(Stored data entries)
++++++++++
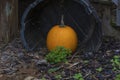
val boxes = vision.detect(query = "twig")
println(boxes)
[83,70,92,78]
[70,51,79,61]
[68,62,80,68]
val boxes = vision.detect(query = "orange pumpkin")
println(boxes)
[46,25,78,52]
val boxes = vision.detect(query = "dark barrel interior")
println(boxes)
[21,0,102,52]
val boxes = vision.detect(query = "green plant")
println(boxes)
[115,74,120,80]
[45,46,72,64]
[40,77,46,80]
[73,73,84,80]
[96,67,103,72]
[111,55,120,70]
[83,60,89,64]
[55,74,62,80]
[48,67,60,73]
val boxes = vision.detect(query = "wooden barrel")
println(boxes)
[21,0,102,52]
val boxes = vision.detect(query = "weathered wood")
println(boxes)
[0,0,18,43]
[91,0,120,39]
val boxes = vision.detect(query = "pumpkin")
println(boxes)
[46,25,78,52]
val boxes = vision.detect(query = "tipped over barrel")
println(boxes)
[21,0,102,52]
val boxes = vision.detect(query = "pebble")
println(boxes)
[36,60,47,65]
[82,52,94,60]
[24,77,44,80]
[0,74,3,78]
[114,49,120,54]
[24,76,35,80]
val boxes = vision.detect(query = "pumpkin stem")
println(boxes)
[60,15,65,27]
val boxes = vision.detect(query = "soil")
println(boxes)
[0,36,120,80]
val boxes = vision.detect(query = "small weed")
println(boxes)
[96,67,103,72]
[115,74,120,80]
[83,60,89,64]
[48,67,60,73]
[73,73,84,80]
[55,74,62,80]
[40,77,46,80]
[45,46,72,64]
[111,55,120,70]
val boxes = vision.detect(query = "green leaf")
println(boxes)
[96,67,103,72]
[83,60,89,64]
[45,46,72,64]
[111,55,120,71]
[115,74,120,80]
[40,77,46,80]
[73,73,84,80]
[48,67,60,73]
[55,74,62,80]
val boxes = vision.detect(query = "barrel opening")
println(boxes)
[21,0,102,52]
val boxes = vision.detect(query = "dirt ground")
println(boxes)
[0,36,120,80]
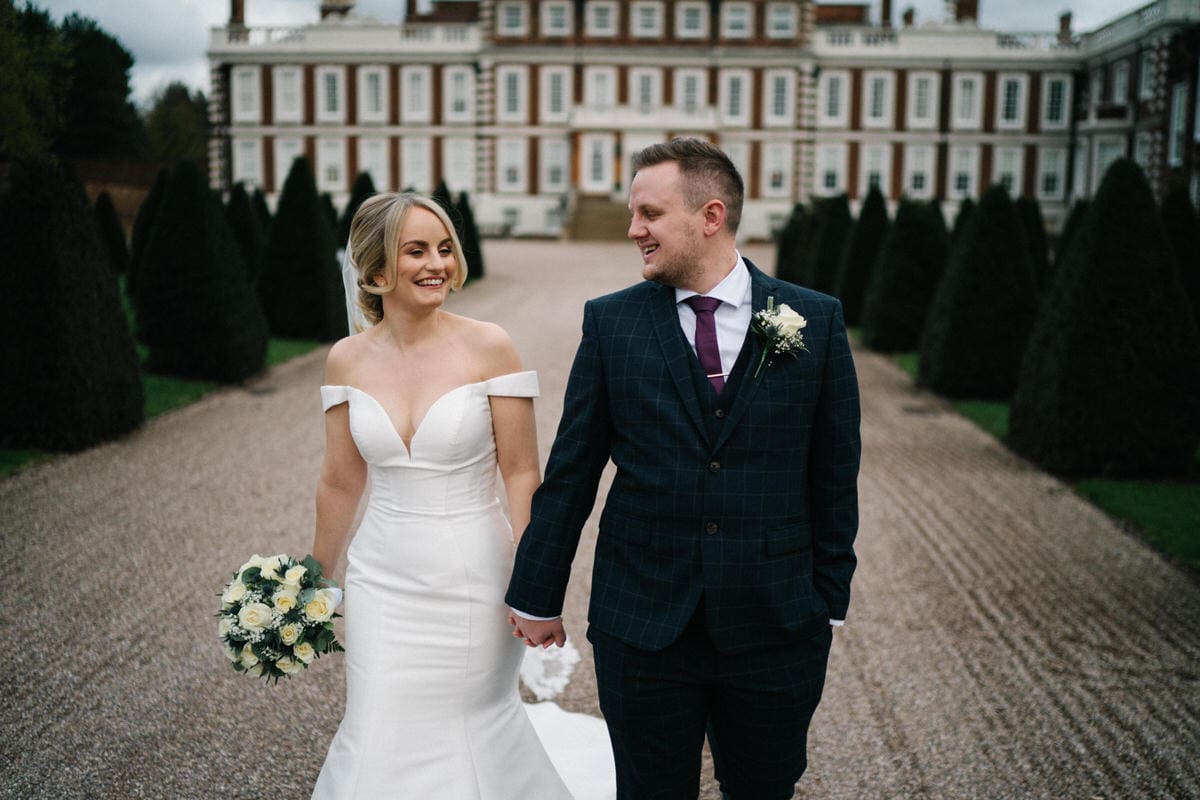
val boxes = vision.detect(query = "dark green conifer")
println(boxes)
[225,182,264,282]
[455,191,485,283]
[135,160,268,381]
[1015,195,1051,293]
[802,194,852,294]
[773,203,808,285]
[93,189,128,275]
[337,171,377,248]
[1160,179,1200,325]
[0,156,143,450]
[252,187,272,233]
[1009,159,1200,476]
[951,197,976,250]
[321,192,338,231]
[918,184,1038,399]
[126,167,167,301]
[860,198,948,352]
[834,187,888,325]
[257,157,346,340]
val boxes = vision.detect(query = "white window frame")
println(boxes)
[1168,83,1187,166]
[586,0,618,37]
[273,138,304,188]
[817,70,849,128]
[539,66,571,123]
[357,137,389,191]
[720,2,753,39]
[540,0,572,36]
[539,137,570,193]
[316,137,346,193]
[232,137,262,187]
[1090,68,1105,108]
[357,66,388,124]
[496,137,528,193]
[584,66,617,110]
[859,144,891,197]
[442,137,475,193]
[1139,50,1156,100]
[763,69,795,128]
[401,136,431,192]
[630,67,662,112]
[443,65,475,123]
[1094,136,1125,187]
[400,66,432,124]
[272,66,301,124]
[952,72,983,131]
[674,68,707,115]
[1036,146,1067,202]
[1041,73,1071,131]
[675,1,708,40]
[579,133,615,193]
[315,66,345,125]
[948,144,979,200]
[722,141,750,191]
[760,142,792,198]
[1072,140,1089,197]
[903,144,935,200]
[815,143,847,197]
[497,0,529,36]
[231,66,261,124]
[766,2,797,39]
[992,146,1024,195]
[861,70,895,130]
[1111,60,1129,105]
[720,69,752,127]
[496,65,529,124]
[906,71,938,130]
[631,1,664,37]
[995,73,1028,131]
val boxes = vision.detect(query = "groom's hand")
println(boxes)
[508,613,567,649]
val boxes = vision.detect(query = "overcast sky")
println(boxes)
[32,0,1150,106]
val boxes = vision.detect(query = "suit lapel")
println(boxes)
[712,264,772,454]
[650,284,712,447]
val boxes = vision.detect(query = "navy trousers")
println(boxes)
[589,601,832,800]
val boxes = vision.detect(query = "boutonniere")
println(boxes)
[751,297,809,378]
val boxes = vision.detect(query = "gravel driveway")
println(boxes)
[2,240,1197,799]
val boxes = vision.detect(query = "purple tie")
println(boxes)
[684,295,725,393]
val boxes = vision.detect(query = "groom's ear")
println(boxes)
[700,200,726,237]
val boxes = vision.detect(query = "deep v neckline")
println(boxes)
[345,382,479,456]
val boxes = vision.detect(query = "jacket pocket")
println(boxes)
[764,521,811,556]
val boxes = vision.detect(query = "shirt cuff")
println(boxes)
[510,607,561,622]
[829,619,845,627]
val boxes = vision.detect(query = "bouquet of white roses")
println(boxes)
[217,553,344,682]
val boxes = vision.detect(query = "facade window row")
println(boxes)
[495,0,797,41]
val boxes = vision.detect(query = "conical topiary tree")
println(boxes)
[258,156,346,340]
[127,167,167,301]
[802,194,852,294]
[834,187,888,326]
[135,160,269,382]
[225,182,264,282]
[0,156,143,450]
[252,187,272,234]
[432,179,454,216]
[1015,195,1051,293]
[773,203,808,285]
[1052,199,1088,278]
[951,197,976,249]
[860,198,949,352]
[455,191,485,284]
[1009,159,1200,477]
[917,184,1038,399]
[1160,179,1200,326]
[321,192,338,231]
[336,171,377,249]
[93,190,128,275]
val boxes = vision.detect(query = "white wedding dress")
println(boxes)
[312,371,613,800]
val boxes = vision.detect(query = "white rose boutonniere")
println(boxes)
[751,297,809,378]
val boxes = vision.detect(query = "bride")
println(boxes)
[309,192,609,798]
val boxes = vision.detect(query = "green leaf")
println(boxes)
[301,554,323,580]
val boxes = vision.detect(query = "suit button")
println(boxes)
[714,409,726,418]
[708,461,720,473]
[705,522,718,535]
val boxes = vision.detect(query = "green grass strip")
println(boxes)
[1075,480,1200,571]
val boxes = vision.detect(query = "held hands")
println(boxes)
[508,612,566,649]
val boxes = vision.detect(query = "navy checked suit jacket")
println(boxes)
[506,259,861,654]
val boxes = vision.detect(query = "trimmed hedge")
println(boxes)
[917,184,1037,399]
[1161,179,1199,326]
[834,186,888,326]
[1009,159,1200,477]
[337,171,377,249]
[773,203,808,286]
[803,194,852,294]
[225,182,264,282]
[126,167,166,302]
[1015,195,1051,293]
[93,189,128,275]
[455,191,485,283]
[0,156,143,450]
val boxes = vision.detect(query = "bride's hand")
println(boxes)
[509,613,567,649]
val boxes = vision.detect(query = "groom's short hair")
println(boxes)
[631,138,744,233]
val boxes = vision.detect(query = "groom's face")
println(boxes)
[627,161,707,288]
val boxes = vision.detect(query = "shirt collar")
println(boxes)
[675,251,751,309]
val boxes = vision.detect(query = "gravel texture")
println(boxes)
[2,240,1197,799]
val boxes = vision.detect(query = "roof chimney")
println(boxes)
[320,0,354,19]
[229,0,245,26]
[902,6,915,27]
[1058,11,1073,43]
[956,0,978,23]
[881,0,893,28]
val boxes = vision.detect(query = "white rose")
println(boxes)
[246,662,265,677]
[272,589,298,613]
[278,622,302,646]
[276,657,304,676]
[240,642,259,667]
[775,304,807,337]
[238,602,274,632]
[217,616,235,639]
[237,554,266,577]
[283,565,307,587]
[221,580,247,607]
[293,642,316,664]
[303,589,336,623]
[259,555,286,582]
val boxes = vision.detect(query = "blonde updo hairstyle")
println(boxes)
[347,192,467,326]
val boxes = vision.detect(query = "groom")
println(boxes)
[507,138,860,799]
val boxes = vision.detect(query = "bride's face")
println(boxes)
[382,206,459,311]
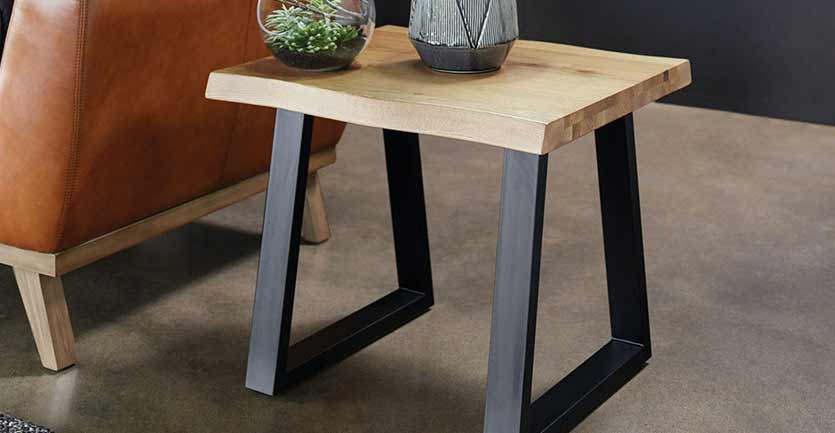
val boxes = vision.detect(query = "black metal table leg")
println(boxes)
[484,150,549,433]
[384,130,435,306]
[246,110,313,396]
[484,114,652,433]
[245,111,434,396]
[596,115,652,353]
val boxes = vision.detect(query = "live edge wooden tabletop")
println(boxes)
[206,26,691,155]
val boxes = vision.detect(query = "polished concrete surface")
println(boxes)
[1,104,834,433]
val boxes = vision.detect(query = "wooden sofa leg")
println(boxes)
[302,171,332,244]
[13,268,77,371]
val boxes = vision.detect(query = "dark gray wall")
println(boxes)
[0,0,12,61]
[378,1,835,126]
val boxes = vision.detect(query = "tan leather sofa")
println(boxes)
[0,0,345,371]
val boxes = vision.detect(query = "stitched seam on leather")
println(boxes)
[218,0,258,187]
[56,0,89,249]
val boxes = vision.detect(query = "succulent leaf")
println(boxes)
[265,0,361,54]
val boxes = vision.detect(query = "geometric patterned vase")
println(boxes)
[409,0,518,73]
++++++++++
*The task*.
Only the lines containing the string "dark" are needed; pull them out of the records.

*Written response*.
val boxes = vision.detect(query = "dark barrel interior")
val boxes = vision.detect(query = "dark green conifer")
val boxes = vision.detect(query = "dark gray wall")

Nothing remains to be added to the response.